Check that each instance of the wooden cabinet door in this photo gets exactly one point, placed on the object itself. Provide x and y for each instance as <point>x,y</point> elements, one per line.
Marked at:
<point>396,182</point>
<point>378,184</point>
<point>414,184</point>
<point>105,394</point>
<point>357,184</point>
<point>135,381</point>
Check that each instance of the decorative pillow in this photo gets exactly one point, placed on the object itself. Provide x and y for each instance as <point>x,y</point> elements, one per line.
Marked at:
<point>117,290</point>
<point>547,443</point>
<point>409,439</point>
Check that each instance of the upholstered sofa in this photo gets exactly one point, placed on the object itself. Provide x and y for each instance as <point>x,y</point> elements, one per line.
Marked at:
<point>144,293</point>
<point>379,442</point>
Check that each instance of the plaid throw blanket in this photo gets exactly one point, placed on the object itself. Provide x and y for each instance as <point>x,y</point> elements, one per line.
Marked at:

==========

WHAT YOU SHOULD DO> Word for word, copy out the entries.

WRITTEN ANSWER>
Check that each instance of the wooden cabinet door in this photo gets exactly one point, placed on the object itself. Provide x and y for each instance as <point>x,y</point> elements, one per line.
Marked at:
<point>396,182</point>
<point>378,184</point>
<point>414,184</point>
<point>105,394</point>
<point>357,184</point>
<point>135,381</point>
Check that each instance of the decorative pillow in this photo gets exactly one point, placed on the object itself. Provide x and y for each instance as <point>x,y</point> elements, one per line.
Marked at:
<point>117,290</point>
<point>547,443</point>
<point>409,439</point>
Check that each instance of the upholstered sofa in this photo gets exactly one point, placed on the object itself. Provide x and y for each instance as <point>x,y</point> elements, one per line.
Marked at:
<point>144,293</point>
<point>379,442</point>
Check that each instance of the plaid throw blanket in this photo gets exactly one point, placed on the object itself. Provide x and y for each instance as <point>x,y</point> elements, one per line.
Marked at:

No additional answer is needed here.